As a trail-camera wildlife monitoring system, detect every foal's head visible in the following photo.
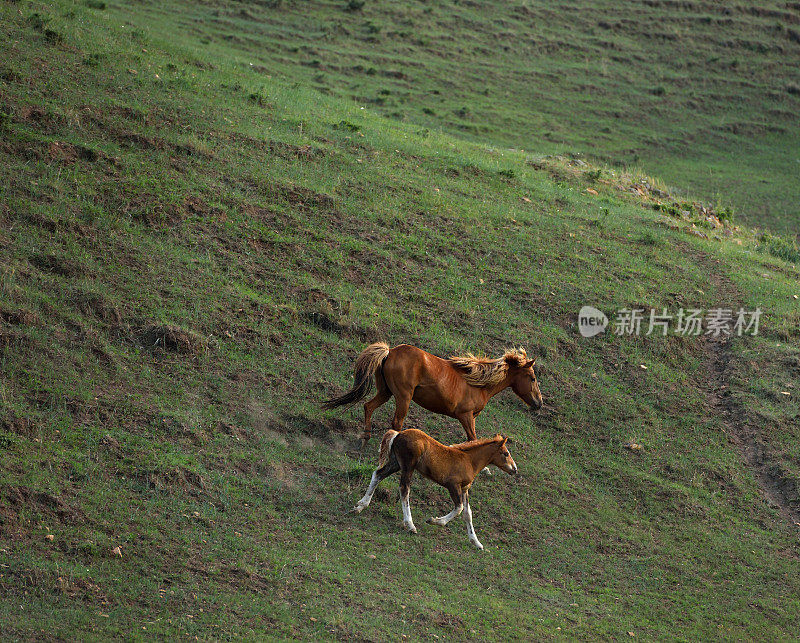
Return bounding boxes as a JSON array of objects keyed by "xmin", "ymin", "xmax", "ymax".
[
  {"xmin": 489, "ymin": 433, "xmax": 517, "ymax": 473},
  {"xmin": 507, "ymin": 352, "xmax": 542, "ymax": 411}
]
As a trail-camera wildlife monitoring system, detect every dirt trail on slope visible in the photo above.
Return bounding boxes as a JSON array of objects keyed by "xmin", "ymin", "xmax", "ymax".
[{"xmin": 691, "ymin": 249, "xmax": 800, "ymax": 526}]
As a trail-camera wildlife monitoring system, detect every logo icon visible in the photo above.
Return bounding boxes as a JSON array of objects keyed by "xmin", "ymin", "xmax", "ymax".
[{"xmin": 578, "ymin": 306, "xmax": 608, "ymax": 337}]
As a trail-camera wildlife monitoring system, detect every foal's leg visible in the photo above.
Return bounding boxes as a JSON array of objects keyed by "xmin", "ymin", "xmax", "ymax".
[
  {"xmin": 353, "ymin": 456, "xmax": 400, "ymax": 513},
  {"xmin": 464, "ymin": 491, "xmax": 483, "ymax": 549},
  {"xmin": 361, "ymin": 372, "xmax": 392, "ymax": 448},
  {"xmin": 400, "ymin": 468, "xmax": 417, "ymax": 534},
  {"xmin": 428, "ymin": 485, "xmax": 464, "ymax": 527}
]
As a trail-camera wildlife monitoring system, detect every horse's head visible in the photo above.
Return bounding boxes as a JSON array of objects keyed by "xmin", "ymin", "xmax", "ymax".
[
  {"xmin": 508, "ymin": 352, "xmax": 542, "ymax": 411},
  {"xmin": 489, "ymin": 433, "xmax": 517, "ymax": 473}
]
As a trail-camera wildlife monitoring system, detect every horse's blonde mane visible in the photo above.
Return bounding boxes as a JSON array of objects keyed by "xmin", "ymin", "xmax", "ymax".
[
  {"xmin": 450, "ymin": 348, "xmax": 528, "ymax": 387},
  {"xmin": 450, "ymin": 433, "xmax": 503, "ymax": 451}
]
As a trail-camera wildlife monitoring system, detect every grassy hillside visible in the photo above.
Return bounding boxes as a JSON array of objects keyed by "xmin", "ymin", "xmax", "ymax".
[
  {"xmin": 106, "ymin": 0, "xmax": 800, "ymax": 234},
  {"xmin": 0, "ymin": 0, "xmax": 800, "ymax": 640}
]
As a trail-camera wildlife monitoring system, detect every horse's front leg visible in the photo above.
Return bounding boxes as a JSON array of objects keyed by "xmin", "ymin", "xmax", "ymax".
[
  {"xmin": 464, "ymin": 491, "xmax": 483, "ymax": 549},
  {"xmin": 353, "ymin": 459, "xmax": 400, "ymax": 513},
  {"xmin": 400, "ymin": 469, "xmax": 417, "ymax": 534},
  {"xmin": 428, "ymin": 485, "xmax": 464, "ymax": 527},
  {"xmin": 392, "ymin": 393, "xmax": 411, "ymax": 431},
  {"xmin": 457, "ymin": 411, "xmax": 478, "ymax": 440},
  {"xmin": 458, "ymin": 411, "xmax": 492, "ymax": 476}
]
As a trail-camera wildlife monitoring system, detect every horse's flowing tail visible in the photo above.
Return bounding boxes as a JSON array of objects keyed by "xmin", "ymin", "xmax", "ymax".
[
  {"xmin": 322, "ymin": 342, "xmax": 389, "ymax": 409},
  {"xmin": 378, "ymin": 429, "xmax": 399, "ymax": 469}
]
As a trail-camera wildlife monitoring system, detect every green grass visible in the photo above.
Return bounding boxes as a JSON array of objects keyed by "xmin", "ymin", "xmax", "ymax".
[
  {"xmin": 98, "ymin": 0, "xmax": 800, "ymax": 234},
  {"xmin": 0, "ymin": 0, "xmax": 800, "ymax": 640}
]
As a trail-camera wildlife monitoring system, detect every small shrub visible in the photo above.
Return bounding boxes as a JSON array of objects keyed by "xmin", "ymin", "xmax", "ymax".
[
  {"xmin": 28, "ymin": 12, "xmax": 48, "ymax": 31},
  {"xmin": 333, "ymin": 120, "xmax": 361, "ymax": 132},
  {"xmin": 759, "ymin": 232, "xmax": 800, "ymax": 263},
  {"xmin": 716, "ymin": 206, "xmax": 733, "ymax": 221},
  {"xmin": 637, "ymin": 230, "xmax": 659, "ymax": 246},
  {"xmin": 584, "ymin": 168, "xmax": 603, "ymax": 183}
]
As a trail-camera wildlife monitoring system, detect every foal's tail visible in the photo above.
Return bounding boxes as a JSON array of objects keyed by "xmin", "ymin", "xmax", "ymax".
[
  {"xmin": 322, "ymin": 342, "xmax": 389, "ymax": 409},
  {"xmin": 378, "ymin": 429, "xmax": 400, "ymax": 469}
]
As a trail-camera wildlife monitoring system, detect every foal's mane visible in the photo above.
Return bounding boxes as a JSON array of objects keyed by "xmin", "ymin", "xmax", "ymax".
[
  {"xmin": 449, "ymin": 348, "xmax": 528, "ymax": 387},
  {"xmin": 450, "ymin": 433, "xmax": 503, "ymax": 451}
]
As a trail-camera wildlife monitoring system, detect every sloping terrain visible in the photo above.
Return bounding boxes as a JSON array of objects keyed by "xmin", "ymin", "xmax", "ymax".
[
  {"xmin": 109, "ymin": 0, "xmax": 800, "ymax": 235},
  {"xmin": 0, "ymin": 0, "xmax": 800, "ymax": 640}
]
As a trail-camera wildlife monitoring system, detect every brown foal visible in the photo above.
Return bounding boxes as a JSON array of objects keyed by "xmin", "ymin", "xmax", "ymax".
[
  {"xmin": 323, "ymin": 342, "xmax": 542, "ymax": 446},
  {"xmin": 354, "ymin": 429, "xmax": 517, "ymax": 549}
]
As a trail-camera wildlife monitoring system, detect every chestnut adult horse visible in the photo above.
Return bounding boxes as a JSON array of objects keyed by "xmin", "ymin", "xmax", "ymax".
[
  {"xmin": 353, "ymin": 429, "xmax": 517, "ymax": 549},
  {"xmin": 323, "ymin": 342, "xmax": 542, "ymax": 446}
]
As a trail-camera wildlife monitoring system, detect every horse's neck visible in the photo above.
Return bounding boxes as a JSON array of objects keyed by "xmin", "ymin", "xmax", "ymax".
[{"xmin": 483, "ymin": 375, "xmax": 511, "ymax": 402}]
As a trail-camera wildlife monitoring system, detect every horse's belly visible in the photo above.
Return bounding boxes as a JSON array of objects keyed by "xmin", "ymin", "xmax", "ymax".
[{"xmin": 411, "ymin": 386, "xmax": 455, "ymax": 417}]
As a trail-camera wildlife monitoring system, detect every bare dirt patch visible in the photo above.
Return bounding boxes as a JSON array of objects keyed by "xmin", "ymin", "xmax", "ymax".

• **SET TASK**
Can you reproduce, word for word, the entries from the line containing "neck visible in the photo above." through the final line of the entries, both included?

• **WRITTEN ANSWER**
As a trail-camera wildlife monitoring system, detect every horse's neck visible in the photo above.
Return bounding boxes as a JSON array of objects keyed by "xmin", "ymin", "xmax", "ymax".
[{"xmin": 483, "ymin": 375, "xmax": 511, "ymax": 402}]
As a trail-camera wildlife monitoring system, detect every horse's belly visible in the photo above.
Return bounding boxes as a JSON array of objects keyed by "xmin", "ymin", "xmax", "ymax".
[{"xmin": 411, "ymin": 386, "xmax": 455, "ymax": 417}]
As a trail-camera wildlife monitoring system, detect every bare dirt patch visible in the photo above.
Return bounding boxes as a JSON array of objects keyed by "xmin", "ymin", "xmax", "ymax".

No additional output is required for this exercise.